◆ **EXTRAIT CHOISI**

Les sondages réalisés auprès des chefs d'entreprise de taille moyenne de Moscou qui abrite près d'un quart des PME russes, les dessous-de-table offerts à des fonctionnaires de rang différents représentent au moins 600 millions de dollars tous les mois, soit plus de 7 milliards de dollars par an. Selon le ministre du Développement économique, Guerman Gref, les pots-de-vin versés sur le marché de la construction de logements se chiffrent à 3,5 milliards de dollars tous les ans.

L'un des premiers pas faits dans ce sens par le premier ministre Mikhaïl Fradkov était de doubler ou tripler les salaires des fonctionnaires. Mais, un an plus tard, il s'est trouvé que cette mesure n'avait pas apporté de résultats sensibles. Le débat s'est déchaîné au cours de la réforme administrative: lutter contre la corruption par des méthodes musclées ou réunir les conditions économiques propices à la lutte contre la corruption? Une approche d'ensemble s'est formée peu à peu, et au moins cinq axes de lutte contre la corruption ont été retenus: forte restriction du rôle de l'État dans l'économie, sanctions pénales sévères pour la corruption, hausse des salaires des fonctionnaires, garanties sociales offertes aux fonctionnaires, installation de caméras vidéo non seulement dans les bureaux mais aussi partout où les fonctionnaires et les hommes d'affaires se rencontrent. Quoi qu'il en soit, les moyens précités de lutte contre la corruption seront inefficaces tant que les responsables politiques de différents niveaux ne feront pas preuve de volonté politique et ne créeront pas une atmosphère d'intolérance face à la corruption. Mission impossible à court terme.

◆ **DONNÉES SOURCES**
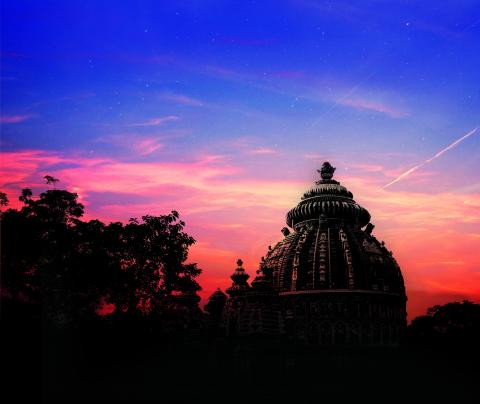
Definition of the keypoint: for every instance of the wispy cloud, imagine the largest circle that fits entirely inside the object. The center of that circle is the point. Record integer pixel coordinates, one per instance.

◆ **TÂCHE À RÉALISER**
Traduisez en anglais cette phrase de l'extrait sur la corruption en Russie : « Mais, un an plus tard, il s'est trouvé que cette mesure n'avait pas apporté de résultats sensibles. » Les données ne jouent aucun rôle ici.

◆ **RÉSULTAT DE L'EXERCICE**
But a year later, it turned out that this measure had not produced any noticeable results.